Source text →
Safety Recommendation A-94-106
Synopsis: On august 18, 1993, at 1656 eastern daylight time (EDT), a Douglas DC-8-61 freighter, N814CK, registered to American International Airways (AIA), in., d/b/a Connine Kalitta Services, Inc., and operating as AIA flight 808, collided with level terrain approximately 1/4 mile from the approach end of runway 10, after the captain lost control of the airplane while approaching the Leeward Point Airfield at the U.S. Naval Air Station, Guantanamo Bay, Cuba. The airplane was destroyed by impact forces and postaccident fire, and the three flight crewmembers sustained serious injuries. Visual meteorological conditions prevailed, and an instrument flight rules (IFR) flight plan had been filed. The flight was conducted under 14 code of federal regulations (CFR), part 121, supplemental air carriers, as an international, nonscheduled, military contract flight.

Information provided →
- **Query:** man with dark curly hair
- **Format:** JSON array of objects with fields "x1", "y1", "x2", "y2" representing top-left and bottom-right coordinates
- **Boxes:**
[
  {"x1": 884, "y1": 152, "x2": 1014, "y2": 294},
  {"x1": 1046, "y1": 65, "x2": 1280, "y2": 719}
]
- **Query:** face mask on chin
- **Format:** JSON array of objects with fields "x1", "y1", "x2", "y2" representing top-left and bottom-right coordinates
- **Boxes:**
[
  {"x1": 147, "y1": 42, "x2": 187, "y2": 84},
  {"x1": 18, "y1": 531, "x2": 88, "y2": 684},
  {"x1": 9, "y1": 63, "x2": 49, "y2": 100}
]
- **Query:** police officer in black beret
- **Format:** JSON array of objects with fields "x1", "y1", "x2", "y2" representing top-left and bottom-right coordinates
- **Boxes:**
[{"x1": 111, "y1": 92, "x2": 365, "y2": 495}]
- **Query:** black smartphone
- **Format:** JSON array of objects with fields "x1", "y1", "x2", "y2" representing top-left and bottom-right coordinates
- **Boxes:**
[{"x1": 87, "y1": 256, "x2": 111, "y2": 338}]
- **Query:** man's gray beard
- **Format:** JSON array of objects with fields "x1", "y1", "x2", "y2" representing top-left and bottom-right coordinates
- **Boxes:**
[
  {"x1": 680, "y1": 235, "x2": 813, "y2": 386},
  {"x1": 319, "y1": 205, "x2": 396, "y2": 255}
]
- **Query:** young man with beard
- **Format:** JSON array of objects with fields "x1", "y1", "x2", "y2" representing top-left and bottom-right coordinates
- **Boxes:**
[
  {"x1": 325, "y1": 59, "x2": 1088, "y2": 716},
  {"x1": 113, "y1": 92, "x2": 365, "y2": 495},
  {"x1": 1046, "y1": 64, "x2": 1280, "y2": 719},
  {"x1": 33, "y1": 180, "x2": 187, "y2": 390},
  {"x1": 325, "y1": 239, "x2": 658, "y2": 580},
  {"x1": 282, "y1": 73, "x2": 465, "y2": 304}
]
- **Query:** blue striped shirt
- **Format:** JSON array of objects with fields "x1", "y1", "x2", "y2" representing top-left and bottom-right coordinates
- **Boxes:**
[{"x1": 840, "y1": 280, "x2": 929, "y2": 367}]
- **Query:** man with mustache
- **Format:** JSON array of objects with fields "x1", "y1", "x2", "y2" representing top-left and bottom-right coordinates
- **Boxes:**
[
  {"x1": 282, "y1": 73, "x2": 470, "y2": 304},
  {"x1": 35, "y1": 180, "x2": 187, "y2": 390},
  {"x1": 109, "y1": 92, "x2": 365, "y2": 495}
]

Task set →
1. In the accident synopsis, restate the passage starting with "Safety Recommendation A-94-106" and going on through "military contract flight.", substituting "aircraft" for "airplane".
2. Answer these questions from the accident synopsis:
(a) At what time did the collision occur?
(b) How far from the approach end of runway 10 did the freighter hit the terrain?
(c) What weather conditions prevailed?
3. Extend the accident synopsis, picking up after its final sentence.
The lines above are separate material and are not part of the accident synopsis.

Answers to the exercises →
1.
Safety Recommendation A-94-106
Synopsis: On august 18, 1993, at 1656 eastern daylight time (EDT), a Douglas DC-8-61 freighter, N814CK, registered to American International Airways (AIA), in., d/b/a Connine Kalitta Services, Inc., and operating as AIA flight 808, collided with level terrain approximately 1/4 mile from the approach end of runway 10, after the captain lost control of the aircraft while approaching the Leeward Point Airfield at the U.S. Naval Air Station, Guantanamo Bay, Cuba. The aircraft was destroyed by impact forces and postaccident fire, and the three flight crewmembers sustained serious injuries. Visual meteorological conditions prevailed, and an instrument flight rules (IFR) flight plan had been filed. The flight was conducted under 14 code of federal regulations (CFR), part 121, supplemental air carriers, as an international, nonscheduled, military contract flight.

2.
(a) 1656 eastern daylight time (EDT)
(b) Approximately 1/4 mile
(c) Visual meteorological conditions

3.
Recommendation: TO THE FEDERAL AVIATION ADMINISTRATION: Expedite the review and upgrade of flight/duty time limitations of the federal aviation regulations to ensure that they incorporate the results of the latest research on fatigue and sleep issues. (Superseded by A-95-110 through -113)
Original recommendation transmittal letter: PDF
Overall Status: Closed - Acceptable Action/Superseded
Mode: Aviation
Is Reiterated: No
Is Hazmat: No
Accident #: DCA93RA060
Accident Reports: Uncontrolled Collision with Terrain American International Airways Flight 808, Douglas DC-8-61, N814CK
Report #: AAR-94-04
Accident Date: 8/18/1993
Issue Date: 5/18/1994
Date Closed: 11/14/1995
Addressee(s) and Addressee Status: FAA (Closed - Acceptable Action/Superseded)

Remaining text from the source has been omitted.